#### [Document extract]
# # #
- Born: 22 June 1950 (age 76) Skopin, Ryazan Oblast, RSFSR, Soviet Union
- Other names: "The Maniac of Skopin" (Russian: Скопинский маньяк, romanized: Skopinsky manyak)
- Known for: imprisoning and raping several women
- Criminal status: Released
- Spouse: unknown woman (deceased)
- Children: 3 (1 deceased)
- Convictions: kidnapping, rape
- Criminal penalty: 17 years

= Viktor Mokhov =

Russian criminal (born 1950)

Viktor Vasilyevich Mokhov (Ви́ктор Васи́льевич Мо́хов; born 22 June 1950 in Skopin, Ryazan Oblast) is a Russian criminal who in 2000 kidnapped two girls, then 14 and 17 years old, kept them in a basement and raped them for almost four years.

==Biography==
Mokhov lived in the Russian city of Skopin about 90 km from Ryazan. He was employed as a metalworker at the Skopin automobile assembly plant. He is described as having been a good worker, always ready to help. His foreman often held him up as an exemplary worker. Towards the end of the 1970s he was married, but divorced after only three months. At the time of the kidnapping he was living with his mother, and had no children.
# # #
#### [Supplied records]
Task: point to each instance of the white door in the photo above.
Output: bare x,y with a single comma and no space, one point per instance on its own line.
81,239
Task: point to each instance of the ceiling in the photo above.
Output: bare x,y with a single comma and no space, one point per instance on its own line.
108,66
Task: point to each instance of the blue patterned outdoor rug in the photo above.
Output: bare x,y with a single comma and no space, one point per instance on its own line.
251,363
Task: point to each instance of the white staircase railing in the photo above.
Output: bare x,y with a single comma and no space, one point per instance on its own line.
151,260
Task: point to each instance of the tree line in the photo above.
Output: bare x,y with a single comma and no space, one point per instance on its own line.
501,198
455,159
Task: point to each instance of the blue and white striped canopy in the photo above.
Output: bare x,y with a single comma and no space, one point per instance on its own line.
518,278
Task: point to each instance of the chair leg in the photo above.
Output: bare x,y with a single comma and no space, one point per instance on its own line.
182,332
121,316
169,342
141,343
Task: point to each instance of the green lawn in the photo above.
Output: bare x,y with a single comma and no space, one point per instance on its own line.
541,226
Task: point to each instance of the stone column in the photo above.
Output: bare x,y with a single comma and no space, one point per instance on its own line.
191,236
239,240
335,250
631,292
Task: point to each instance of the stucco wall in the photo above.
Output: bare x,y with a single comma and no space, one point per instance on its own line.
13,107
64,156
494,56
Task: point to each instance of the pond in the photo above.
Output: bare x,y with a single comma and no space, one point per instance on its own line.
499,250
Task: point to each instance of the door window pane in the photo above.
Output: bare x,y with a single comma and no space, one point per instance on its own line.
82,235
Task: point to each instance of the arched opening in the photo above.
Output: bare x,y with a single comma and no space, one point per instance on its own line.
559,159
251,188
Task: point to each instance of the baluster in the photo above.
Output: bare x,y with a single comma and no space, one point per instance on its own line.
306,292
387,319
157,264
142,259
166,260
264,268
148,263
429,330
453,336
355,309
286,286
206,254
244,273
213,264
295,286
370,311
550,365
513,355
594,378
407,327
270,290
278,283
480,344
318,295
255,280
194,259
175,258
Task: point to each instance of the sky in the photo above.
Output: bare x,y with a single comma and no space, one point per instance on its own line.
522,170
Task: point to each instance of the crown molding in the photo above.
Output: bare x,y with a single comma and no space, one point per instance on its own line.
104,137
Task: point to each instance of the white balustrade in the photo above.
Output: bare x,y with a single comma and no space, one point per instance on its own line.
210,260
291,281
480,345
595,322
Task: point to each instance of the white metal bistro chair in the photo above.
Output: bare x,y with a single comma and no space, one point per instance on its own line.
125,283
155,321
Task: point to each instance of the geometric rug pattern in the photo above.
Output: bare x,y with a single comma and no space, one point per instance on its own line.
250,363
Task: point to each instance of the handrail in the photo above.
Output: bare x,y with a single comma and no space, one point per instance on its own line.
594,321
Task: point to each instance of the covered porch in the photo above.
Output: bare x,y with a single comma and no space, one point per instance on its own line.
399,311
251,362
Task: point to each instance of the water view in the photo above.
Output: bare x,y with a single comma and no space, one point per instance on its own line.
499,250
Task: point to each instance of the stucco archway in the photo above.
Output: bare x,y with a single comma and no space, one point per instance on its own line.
# # #
#### [Requests]
1. In the Viktor Mokhov article, what job did Mokhov hold in Skopin?
2. Can you sum up the Viktor Mokhov article in two sentences?
3. Carry on with the Viktor Mokhov article, starting after its final sentence.

#### [Answers to the problems]
1. He worked as a metalworker at the Skopin automobile assembly plant.

2. Viktor Mokhov, born on 22 June 1950 in Skopin, Ryazan Oblast, is a Russian criminal who in 2000 kidnapped two girls aged 14 and 17, kept them in a basement and raped them for almost four years. Before the kidnapping he worked as a metalworker at the Skopin automobile assembly plant, where his foreman held him up as an exemplary worker, and he was living with his mother.

3.
At his house Mokhov built a garage with a bunker. The site ryazan.ru describes the structure thus:

The entrance to the bunker was carefully hidden from curious snoopers - it couldn't be accessed through the garage door; you had to go around to the side and using a screwdriver pry back a metal sheet held down by magnets. Then at ground level there was a concrete landing with a hatch. A stairway down a narrow passage led to the next landing and a concrete wall with two side hatches. One of these, made of iron with a padlock and two latches, served as the entrance to the sex chamber.

Mokhov's first known abduction occurred in December 1999, when a sixteen-year-old girl and her boyfriend visited him. He gave them alcohol, and then began to make advances towards the girl. She rejected his advances and left. He then followed her out into the street, hit her in the head, and dragged her back to his bunker. Over the course of two weeks he kept her in the bunker and raped her, until she managed to escape. However, she did not report the incident.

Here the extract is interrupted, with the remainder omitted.